Count the lines in the records below that contain the word "background", and give only that count.

▸ Data extract

+++++

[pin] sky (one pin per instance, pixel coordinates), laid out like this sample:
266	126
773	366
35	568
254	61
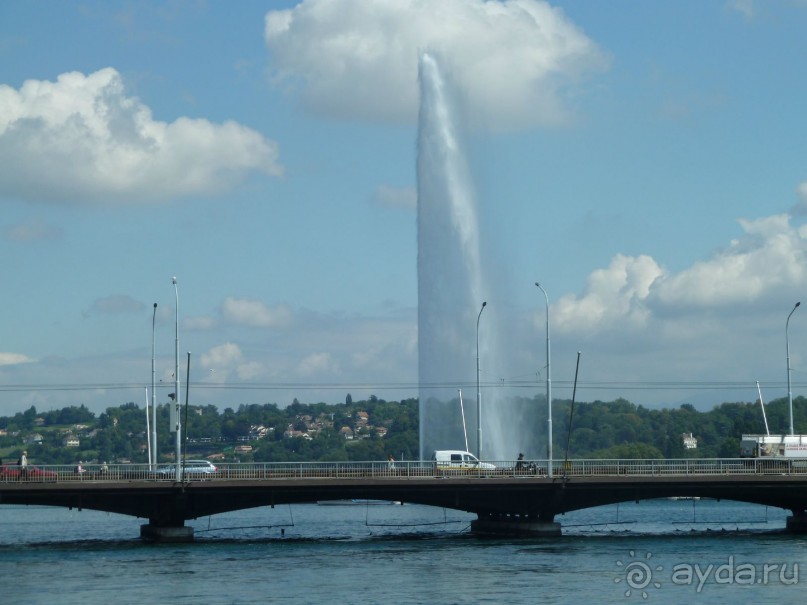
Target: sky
645	162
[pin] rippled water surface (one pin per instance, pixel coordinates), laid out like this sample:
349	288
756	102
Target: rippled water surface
654	552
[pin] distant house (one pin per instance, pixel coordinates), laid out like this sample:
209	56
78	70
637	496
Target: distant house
71	441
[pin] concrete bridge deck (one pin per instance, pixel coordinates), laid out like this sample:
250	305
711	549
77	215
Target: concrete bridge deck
506	499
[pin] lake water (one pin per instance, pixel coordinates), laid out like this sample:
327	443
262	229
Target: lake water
656	552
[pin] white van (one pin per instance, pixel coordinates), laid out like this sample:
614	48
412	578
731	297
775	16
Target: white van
457	459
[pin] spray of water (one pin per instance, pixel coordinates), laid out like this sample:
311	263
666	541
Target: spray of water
451	289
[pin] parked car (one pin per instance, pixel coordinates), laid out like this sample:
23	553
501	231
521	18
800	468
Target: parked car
191	467
14	471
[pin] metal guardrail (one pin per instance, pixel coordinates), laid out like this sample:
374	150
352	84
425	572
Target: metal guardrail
410	469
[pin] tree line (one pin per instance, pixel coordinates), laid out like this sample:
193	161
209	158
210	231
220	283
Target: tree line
614	429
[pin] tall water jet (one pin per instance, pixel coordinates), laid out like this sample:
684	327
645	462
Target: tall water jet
451	290
449	273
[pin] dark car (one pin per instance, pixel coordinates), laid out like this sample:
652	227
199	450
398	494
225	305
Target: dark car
14	471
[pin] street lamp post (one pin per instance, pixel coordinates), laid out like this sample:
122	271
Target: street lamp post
548	385
153	394
478	392
789	392
176	401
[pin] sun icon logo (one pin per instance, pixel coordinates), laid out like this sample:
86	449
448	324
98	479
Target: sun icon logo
638	575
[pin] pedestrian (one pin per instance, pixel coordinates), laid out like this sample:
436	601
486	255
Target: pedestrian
23	462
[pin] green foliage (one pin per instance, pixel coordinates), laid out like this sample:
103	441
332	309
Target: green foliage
616	429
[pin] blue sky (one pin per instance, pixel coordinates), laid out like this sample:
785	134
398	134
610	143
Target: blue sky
644	161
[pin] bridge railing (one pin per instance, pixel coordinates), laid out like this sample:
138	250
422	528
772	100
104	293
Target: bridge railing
408	469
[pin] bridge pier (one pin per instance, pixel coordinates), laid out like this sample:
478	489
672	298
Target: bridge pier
166	534
797	522
515	525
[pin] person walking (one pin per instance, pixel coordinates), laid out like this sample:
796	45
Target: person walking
24	465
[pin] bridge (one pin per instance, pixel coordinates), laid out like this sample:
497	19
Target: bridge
513	498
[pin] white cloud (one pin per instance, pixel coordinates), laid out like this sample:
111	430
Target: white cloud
255	313
11	359
769	258
82	138
317	364
223	361
201	323
767	261
618	292
517	60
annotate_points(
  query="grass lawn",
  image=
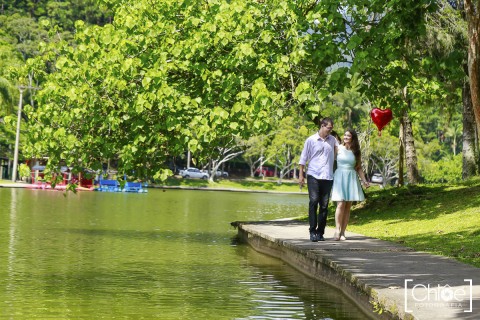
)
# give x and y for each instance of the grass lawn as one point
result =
(441, 219)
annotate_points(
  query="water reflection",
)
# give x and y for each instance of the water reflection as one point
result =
(161, 255)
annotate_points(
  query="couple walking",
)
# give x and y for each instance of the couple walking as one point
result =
(320, 151)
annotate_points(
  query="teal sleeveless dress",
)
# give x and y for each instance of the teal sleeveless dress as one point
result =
(346, 185)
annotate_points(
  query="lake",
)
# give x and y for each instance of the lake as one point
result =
(167, 254)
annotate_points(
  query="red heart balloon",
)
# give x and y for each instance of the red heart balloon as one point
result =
(381, 117)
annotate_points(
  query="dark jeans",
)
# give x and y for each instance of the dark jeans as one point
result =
(319, 194)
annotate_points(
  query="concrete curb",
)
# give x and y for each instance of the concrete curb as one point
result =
(372, 272)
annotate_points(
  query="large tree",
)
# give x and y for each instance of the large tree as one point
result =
(472, 14)
(169, 76)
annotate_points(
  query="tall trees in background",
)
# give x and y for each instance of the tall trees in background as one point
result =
(173, 75)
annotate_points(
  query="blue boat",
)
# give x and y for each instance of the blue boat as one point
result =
(114, 186)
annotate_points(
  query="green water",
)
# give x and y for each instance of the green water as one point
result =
(161, 255)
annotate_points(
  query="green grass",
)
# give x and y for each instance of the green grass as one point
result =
(440, 219)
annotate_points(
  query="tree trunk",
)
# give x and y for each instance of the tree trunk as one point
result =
(401, 153)
(410, 152)
(472, 8)
(469, 167)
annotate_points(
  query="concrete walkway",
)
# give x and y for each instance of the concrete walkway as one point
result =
(382, 277)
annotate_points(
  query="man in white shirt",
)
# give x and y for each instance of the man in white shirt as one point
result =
(319, 152)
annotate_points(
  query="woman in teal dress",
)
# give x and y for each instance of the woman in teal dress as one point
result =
(346, 186)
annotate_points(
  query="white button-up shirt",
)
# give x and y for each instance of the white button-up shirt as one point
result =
(319, 153)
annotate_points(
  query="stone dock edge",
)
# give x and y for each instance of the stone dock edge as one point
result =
(320, 267)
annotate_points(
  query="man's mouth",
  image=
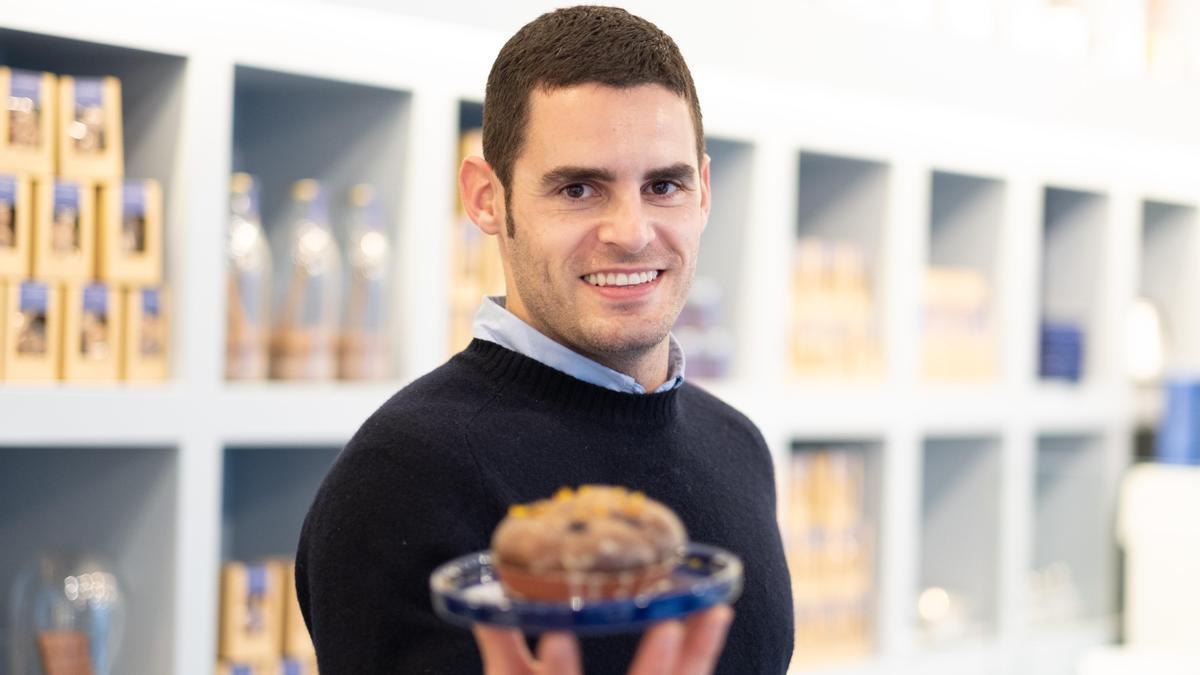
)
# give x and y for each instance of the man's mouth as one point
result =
(621, 278)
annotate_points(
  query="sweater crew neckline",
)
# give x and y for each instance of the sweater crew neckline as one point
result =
(516, 371)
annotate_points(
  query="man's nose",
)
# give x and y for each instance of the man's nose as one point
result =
(628, 223)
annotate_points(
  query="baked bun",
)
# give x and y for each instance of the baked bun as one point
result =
(598, 542)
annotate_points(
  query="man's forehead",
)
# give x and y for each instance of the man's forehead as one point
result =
(589, 124)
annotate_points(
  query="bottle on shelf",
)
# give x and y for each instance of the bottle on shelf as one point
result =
(249, 284)
(364, 351)
(309, 290)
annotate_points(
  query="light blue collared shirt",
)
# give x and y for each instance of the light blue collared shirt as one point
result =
(497, 324)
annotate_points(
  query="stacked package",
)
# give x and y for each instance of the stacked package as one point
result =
(262, 631)
(81, 245)
(833, 330)
(828, 544)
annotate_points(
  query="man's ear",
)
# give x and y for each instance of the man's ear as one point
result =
(481, 195)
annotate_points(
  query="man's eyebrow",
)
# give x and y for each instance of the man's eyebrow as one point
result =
(682, 172)
(559, 175)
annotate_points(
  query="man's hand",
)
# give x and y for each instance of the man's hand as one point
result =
(670, 647)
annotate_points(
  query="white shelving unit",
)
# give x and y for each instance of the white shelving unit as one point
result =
(982, 481)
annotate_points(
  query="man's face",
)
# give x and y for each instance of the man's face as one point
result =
(609, 202)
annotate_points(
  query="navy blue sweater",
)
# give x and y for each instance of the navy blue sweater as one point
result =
(432, 472)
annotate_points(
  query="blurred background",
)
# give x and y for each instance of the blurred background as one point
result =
(951, 272)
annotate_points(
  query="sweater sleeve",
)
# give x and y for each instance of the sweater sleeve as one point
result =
(399, 501)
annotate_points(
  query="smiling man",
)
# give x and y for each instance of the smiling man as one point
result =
(597, 186)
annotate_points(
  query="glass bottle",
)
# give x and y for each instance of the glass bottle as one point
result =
(249, 284)
(307, 290)
(364, 348)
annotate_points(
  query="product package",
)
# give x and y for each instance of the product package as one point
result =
(268, 667)
(64, 231)
(364, 352)
(297, 640)
(251, 611)
(129, 237)
(33, 332)
(27, 126)
(147, 335)
(91, 339)
(249, 284)
(16, 226)
(90, 139)
(309, 297)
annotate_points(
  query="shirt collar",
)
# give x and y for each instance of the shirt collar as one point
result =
(497, 324)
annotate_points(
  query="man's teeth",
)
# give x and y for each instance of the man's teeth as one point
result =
(622, 279)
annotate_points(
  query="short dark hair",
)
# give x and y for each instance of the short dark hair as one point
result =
(574, 46)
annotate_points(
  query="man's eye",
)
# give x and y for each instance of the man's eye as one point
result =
(664, 187)
(576, 191)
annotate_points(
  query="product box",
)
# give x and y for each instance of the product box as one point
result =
(251, 611)
(33, 332)
(16, 226)
(297, 641)
(91, 338)
(147, 352)
(64, 230)
(129, 240)
(27, 126)
(90, 139)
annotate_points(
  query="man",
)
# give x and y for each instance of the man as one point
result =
(597, 185)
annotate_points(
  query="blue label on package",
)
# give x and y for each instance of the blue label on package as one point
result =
(133, 198)
(35, 297)
(27, 84)
(150, 302)
(89, 91)
(95, 299)
(66, 193)
(256, 580)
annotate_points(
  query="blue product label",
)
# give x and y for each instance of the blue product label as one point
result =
(66, 193)
(256, 580)
(27, 84)
(150, 302)
(95, 299)
(89, 91)
(35, 297)
(133, 198)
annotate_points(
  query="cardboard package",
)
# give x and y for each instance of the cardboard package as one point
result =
(251, 611)
(64, 231)
(91, 336)
(147, 351)
(16, 227)
(90, 138)
(28, 124)
(129, 240)
(33, 332)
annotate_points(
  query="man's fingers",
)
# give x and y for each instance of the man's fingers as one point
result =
(703, 640)
(504, 650)
(558, 653)
(659, 650)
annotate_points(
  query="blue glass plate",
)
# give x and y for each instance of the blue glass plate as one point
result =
(467, 591)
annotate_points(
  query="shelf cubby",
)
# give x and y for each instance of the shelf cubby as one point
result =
(841, 204)
(1074, 249)
(959, 538)
(1074, 554)
(267, 494)
(961, 330)
(118, 503)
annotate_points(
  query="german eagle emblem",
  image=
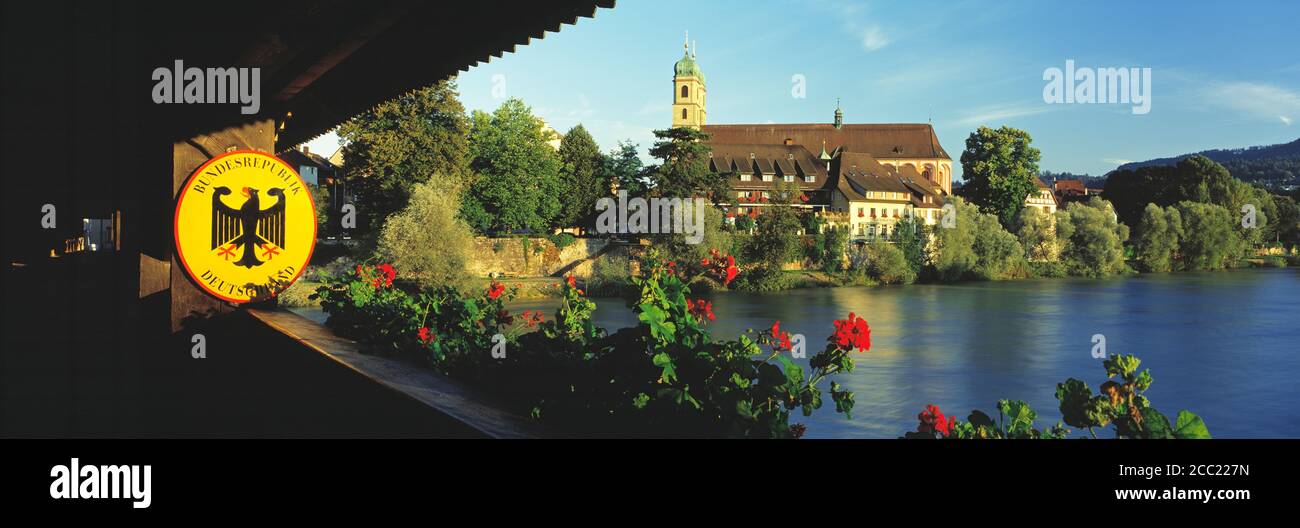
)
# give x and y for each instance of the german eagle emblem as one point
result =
(250, 226)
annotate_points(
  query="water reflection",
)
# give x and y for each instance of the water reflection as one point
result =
(1218, 343)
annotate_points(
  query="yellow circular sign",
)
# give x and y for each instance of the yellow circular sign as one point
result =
(245, 226)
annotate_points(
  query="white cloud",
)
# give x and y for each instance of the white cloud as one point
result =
(993, 115)
(1256, 100)
(874, 38)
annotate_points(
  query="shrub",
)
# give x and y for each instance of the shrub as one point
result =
(975, 247)
(1121, 403)
(611, 275)
(425, 239)
(1210, 237)
(887, 264)
(763, 278)
(1157, 238)
(562, 239)
(666, 376)
(1092, 241)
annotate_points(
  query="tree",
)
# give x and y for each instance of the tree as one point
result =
(516, 184)
(623, 168)
(581, 178)
(1036, 230)
(910, 237)
(399, 143)
(975, 247)
(887, 264)
(1287, 226)
(427, 239)
(1157, 237)
(684, 168)
(776, 238)
(1210, 237)
(320, 198)
(1092, 241)
(999, 168)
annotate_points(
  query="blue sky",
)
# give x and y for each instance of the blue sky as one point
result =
(1223, 74)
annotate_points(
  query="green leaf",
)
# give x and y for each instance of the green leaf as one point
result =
(664, 362)
(1188, 425)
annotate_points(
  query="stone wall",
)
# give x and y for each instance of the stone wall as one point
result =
(541, 258)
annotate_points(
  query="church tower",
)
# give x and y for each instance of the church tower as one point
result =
(688, 91)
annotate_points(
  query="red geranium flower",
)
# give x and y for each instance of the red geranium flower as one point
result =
(852, 333)
(701, 308)
(389, 273)
(783, 338)
(934, 420)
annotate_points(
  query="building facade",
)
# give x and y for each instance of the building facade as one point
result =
(865, 177)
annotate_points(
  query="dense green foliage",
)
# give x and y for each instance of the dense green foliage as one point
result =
(1191, 180)
(1036, 230)
(910, 237)
(399, 143)
(516, 182)
(624, 171)
(887, 264)
(1092, 241)
(1210, 237)
(1121, 405)
(427, 241)
(683, 171)
(999, 168)
(581, 178)
(1157, 237)
(667, 376)
(975, 247)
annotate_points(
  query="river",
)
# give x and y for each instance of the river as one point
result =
(1220, 343)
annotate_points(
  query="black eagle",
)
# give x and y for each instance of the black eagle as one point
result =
(250, 225)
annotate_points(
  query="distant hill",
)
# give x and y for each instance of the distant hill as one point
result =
(1275, 165)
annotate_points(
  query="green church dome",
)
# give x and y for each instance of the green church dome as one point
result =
(687, 66)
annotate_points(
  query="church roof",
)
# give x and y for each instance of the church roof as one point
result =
(880, 141)
(687, 66)
(768, 159)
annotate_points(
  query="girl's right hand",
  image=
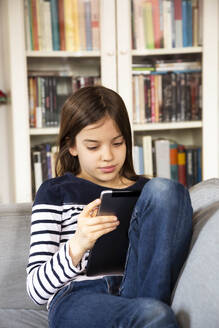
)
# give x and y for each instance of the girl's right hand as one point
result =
(89, 228)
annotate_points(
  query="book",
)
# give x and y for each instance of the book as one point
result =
(138, 159)
(181, 165)
(147, 154)
(88, 31)
(174, 161)
(61, 19)
(162, 154)
(148, 24)
(178, 23)
(55, 25)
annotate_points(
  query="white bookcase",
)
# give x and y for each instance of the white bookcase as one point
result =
(203, 132)
(115, 63)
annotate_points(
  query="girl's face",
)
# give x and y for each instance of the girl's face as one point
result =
(101, 151)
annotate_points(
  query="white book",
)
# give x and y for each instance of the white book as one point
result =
(138, 160)
(38, 175)
(167, 23)
(147, 153)
(162, 155)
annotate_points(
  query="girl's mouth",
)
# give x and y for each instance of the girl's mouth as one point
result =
(108, 169)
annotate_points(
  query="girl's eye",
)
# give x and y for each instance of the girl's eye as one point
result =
(92, 148)
(117, 144)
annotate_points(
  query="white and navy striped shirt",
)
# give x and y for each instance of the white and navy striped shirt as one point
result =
(54, 220)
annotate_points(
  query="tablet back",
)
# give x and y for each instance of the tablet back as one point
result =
(108, 255)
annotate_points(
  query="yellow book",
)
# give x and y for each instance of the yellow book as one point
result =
(81, 17)
(69, 25)
(148, 24)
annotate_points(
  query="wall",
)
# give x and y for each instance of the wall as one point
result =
(5, 163)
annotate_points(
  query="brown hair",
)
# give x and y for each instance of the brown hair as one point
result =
(87, 106)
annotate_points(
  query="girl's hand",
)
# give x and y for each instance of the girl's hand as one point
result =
(89, 228)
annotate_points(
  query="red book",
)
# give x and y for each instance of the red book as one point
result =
(181, 164)
(153, 117)
(35, 25)
(61, 24)
(156, 23)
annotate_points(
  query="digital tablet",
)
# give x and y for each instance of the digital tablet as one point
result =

+++++

▸ Answer to this problem
4